» Directions
- A) Transcribe the section of the Data Den guide that starts at the words "Other Servers" and ends after "its git repo.".
- B) Write the next portion of the Data Den guide, picking up right after its final sentence.

» Text provided
+---+
Data Den
Data Den is a long-term archival storage system. You can’t directly access it like a regular file system, and you need to use a system called Globus to transfer data. This means that Data Den is definitely not the choice for files you need ready access to. It’s perfect for long-term archival purposes though; we get 100TB for free.
Globus
Globus allows fast data transfer between servers that are running Globus. Once you’re running Globus on your servers, you can simply use the web interface to transfer data. Simply go to https://www.globus.org/, and log in by searching for University of Michigan as your organization. Our Data Den server already has Globus running (managed by ARC), and the collection is “UMich ARC Non-Sensitive Data Den Volume Collection” and the path is /coe-chaijy
.
Great Lakes
Great Lakes nodes already have Globus running, so you can start transferring data on the web interface right away by selecting the double-panel UI. The collection for Great Lakes is “umich#greatlakes”, and you can select any path reachable from Great Lakes. Note that if you’re archiving a large amount of data, you generally want to use archivetar
that will compress and create tarballs of your data, then automatically upload it to Data Den.
Other Servers
Servers outside of Great Lakes, e.g., Whistler, don’t have Globus running, but it is very easy to run it. Simply follow the instructions here. When you first run it on your server, it’ll ask you to log in via Globus. Once you do that and Globus is running on your server, you can see your server on the web interface as another collection.
archivetar
archivetar
is a handy tool that does a lot of the tedious tasks related to transferring data to Data Den. It does compression, tarball creation and data transfer for you. You can read more about it on this doc or its git repo.
+---+
[Extracted data]
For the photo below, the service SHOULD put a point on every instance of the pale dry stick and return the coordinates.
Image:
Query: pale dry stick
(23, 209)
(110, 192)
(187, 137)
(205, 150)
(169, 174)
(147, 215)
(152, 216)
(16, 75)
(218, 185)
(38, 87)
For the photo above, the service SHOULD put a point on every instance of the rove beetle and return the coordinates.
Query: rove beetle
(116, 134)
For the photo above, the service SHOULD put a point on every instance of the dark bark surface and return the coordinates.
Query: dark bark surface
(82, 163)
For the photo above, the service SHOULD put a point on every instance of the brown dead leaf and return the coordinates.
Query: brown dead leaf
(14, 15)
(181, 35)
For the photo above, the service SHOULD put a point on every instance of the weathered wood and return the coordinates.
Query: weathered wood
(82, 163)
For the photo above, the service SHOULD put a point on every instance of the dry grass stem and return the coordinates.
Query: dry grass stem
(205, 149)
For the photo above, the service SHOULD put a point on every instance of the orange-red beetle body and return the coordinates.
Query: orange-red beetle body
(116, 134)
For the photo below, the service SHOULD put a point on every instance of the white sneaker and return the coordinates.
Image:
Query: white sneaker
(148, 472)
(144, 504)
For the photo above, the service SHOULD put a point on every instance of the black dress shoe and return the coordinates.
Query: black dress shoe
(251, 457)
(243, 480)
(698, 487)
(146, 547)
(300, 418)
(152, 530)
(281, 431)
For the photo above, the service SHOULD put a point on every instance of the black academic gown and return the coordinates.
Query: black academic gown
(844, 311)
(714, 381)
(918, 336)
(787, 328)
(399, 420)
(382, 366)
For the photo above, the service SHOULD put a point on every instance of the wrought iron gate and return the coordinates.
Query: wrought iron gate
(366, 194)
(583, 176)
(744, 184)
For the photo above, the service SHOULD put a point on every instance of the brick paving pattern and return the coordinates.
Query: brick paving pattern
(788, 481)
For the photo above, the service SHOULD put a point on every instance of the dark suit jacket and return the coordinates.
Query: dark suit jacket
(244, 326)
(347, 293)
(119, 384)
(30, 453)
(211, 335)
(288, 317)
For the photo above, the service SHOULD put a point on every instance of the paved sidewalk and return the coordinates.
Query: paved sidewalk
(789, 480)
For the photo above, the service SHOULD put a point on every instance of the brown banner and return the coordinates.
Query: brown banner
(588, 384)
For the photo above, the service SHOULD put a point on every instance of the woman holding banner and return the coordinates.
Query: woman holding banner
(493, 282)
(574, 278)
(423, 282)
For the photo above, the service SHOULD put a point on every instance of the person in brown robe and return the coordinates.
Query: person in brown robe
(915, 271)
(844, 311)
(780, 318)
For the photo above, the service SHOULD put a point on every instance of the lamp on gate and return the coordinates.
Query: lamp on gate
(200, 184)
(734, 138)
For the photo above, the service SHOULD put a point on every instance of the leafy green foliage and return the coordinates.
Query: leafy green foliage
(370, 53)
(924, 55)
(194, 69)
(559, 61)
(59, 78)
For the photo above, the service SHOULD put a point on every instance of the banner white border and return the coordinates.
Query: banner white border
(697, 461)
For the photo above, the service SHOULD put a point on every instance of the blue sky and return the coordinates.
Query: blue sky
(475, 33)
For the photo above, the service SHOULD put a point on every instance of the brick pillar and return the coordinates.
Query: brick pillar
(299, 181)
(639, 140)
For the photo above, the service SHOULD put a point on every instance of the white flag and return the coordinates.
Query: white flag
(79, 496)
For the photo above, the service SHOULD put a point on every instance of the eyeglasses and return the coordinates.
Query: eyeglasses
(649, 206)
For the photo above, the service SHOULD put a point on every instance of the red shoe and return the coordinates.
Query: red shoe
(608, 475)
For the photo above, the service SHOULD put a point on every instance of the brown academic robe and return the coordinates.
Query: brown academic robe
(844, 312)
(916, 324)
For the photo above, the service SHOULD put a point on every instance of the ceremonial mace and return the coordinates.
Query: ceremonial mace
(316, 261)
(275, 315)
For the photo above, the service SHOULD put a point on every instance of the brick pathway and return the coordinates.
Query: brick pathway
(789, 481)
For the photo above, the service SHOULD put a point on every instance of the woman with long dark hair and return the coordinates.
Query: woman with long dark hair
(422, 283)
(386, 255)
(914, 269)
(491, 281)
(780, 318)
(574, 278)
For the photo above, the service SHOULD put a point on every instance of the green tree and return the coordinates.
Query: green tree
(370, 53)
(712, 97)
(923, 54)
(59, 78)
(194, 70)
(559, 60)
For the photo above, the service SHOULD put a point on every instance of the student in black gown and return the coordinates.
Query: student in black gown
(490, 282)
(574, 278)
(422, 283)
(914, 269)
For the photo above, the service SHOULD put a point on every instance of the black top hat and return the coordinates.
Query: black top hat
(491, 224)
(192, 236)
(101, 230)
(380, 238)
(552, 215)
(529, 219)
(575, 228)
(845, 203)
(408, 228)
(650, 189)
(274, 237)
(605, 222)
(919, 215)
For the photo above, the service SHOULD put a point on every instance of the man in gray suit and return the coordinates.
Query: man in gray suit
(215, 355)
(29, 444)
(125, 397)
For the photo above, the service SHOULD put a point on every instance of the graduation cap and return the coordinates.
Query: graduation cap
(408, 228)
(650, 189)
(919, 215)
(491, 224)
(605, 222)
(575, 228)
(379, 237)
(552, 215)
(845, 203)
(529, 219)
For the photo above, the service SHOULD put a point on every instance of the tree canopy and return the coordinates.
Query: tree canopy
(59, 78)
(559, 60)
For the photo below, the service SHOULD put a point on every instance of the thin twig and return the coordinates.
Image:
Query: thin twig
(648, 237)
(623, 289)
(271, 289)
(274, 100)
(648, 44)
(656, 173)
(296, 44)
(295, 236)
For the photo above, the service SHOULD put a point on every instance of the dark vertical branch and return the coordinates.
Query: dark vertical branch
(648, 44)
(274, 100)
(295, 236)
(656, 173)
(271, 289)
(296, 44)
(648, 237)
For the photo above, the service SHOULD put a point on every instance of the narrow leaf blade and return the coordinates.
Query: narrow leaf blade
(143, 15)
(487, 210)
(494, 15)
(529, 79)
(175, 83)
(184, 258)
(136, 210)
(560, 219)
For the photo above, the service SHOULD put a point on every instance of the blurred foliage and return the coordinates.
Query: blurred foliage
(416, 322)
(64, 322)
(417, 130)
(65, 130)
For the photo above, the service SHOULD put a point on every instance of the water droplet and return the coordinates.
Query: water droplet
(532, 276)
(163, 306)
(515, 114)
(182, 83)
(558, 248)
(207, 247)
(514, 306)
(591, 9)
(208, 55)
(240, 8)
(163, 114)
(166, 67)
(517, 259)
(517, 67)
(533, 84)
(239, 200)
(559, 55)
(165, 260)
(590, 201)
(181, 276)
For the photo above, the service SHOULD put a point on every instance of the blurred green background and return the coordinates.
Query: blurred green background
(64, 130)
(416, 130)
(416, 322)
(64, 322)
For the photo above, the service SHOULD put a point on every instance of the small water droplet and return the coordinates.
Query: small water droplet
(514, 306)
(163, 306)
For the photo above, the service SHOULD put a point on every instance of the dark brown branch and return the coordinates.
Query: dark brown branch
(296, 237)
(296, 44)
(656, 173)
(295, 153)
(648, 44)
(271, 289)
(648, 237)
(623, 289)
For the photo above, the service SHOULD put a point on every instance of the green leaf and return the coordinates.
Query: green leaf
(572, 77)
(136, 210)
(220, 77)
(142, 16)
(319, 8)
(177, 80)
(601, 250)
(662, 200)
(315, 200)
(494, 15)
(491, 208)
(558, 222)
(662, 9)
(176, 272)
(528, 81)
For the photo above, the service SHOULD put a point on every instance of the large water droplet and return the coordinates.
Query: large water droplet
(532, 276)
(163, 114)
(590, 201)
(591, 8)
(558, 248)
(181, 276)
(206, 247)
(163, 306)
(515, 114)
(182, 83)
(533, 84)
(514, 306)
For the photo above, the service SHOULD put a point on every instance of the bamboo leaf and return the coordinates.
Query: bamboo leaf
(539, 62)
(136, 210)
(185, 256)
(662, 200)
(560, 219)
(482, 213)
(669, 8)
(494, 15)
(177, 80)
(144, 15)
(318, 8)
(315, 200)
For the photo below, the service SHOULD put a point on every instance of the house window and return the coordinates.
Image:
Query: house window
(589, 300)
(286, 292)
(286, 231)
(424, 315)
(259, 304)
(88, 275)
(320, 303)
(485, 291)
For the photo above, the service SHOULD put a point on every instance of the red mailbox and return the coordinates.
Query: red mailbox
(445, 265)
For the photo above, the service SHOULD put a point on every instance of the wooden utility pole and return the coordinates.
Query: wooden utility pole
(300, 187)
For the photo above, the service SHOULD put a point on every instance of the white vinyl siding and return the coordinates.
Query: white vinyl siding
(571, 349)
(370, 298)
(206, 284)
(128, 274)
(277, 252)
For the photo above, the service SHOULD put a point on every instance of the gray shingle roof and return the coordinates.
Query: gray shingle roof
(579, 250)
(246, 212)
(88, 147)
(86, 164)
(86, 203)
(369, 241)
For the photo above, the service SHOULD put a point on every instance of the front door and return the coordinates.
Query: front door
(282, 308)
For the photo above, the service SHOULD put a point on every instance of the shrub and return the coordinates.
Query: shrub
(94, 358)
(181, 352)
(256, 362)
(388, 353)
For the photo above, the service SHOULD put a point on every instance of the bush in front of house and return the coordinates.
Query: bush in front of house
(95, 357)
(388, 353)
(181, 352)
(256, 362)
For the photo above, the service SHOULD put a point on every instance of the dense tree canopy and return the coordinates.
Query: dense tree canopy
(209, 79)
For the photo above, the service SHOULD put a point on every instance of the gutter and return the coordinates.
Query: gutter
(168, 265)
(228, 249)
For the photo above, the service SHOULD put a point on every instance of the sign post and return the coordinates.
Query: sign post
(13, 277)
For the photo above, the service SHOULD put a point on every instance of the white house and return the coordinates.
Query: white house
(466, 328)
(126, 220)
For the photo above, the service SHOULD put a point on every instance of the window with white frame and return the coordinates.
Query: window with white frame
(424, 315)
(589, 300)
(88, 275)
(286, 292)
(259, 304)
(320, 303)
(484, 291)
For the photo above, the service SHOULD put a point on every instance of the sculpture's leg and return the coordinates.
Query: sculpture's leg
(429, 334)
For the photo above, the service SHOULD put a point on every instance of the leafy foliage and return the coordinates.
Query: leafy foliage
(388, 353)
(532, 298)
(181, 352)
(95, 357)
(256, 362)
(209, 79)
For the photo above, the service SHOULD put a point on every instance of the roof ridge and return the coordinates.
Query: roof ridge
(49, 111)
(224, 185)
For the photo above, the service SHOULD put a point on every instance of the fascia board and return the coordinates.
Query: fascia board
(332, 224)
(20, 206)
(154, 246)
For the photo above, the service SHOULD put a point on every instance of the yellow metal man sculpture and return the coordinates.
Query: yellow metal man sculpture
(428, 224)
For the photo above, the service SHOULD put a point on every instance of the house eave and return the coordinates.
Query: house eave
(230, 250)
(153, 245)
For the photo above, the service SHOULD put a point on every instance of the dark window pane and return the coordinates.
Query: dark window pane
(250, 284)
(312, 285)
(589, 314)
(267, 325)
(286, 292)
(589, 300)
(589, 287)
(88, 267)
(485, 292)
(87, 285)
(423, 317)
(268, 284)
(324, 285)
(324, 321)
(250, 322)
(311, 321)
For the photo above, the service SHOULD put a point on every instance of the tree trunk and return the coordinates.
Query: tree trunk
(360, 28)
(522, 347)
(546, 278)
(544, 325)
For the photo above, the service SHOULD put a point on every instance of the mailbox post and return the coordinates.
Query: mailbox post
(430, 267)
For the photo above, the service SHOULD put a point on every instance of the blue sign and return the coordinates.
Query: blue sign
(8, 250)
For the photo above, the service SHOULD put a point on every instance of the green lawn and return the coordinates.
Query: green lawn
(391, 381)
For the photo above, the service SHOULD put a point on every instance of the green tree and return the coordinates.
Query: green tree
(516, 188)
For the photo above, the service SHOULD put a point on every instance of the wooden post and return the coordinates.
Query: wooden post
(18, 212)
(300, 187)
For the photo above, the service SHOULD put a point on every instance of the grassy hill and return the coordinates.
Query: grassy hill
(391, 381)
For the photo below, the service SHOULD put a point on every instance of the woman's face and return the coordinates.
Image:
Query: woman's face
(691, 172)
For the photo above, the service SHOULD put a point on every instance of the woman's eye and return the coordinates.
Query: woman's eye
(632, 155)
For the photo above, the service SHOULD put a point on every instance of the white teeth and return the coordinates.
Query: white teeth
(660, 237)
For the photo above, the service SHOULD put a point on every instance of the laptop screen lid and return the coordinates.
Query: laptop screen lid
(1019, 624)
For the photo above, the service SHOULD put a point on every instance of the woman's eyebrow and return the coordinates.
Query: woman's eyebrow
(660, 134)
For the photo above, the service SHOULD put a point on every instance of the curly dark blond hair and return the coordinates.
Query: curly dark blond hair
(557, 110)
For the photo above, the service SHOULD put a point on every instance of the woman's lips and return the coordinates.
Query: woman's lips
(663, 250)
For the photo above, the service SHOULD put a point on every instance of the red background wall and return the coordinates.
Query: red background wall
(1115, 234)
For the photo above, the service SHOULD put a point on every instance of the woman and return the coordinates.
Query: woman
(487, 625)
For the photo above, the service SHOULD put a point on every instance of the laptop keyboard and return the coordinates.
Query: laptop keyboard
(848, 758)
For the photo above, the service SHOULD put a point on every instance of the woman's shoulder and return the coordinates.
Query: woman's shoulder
+---+
» Answers to the tasks
- A)
Other Servers
Servers outside of Great Lakes, e.g., Whistler, don’t have Globus running, but it is very easy to run it. Simply follow the instructions here. When you first run it on your server, it’ll ask you to log in via Globus. Once you do that and Globus is running on your server, you can see your server on the web interface as another collection.
archivetar
archivetar
is a handy tool that does a lot of the tedious tasks related to transferring data to Data Den. It does compression, tarball creation and data transfer for you. You can read more about it on this doc or its git repo.

- B)
Great Lakes
Great Lakes already has archivetar
as a module, so you simply need to call module load archivetar
to start using it. Remember that Great Lakes also has Globus running, so you really don’t need to do any other set up work to start transferring data to Data Den from Great Lakes. It’s a good idea to run archivetar
in a Slurm job, especially if you’re backing up a lot of data. Here’s an example Slurm script:
#!/bin/bash
### DO NOT USE GPU NODES!
#SBATCH --partition=standard
#SBATCH --time=02-00:00:00
#SBATCH --job-name=archivetar
#SBATCH --mail-user=<your-email@umich.edu>
#SBATCH --mail-type=BEGIN,END
### Totally fine to use chaijy0
#SBATCH --account=chaijy0
#SBATCH --nodes=1
#SBATCH --ntasks-per-node=1
#SBATCH --cpus-per-task=4
#SBATCH --mem-per-cpu=8GB
#SBATCH --output=%x-%j.log
module load archivetar
ARCHIVE_DIR=<path/to/dir/to/be/archived>
PREFIX=<descriptive-prefix-usually-dir-name>
DEST_DIR=/coe-chaijy/$PREFIX/
BUNDLE_DIR=<path/to/put/tarballs/using/scratch/recommended>
pushd $ARCHIVE_DIR
mkdir -p $BUNDLE_DIR
# --tar-size 100G: create a new tarball if over 100GB
# --lz4: compress using lz4
# --prefix: prefix for tarballs
# --destination-dir: destination directory on Data Den
# --bundle-dir: where to place the tarballs. /scratch recommended
# --save-list: save a list of files that have been archived. used later for purging them quickly.
archivetar --tar-size 100G --lz4 --prefix $PREFIX --destination-dir $DEST_DIR --bundle-dir $BUNDLE_DIR --save-list
Once your archivetar
job is finished, you’d generally want to delete the files that have been backed up on Data Den. This can be a very time-consuming operation, but archivetar
comes with another tool called archivepurge
that makes purging extremely fast. Note that you must pass --save-list
in your archivetar
command in order to use archivepurge
. Here is an example Slurm script:
#!/bin/bash
### DO NOT USE GPU NODES!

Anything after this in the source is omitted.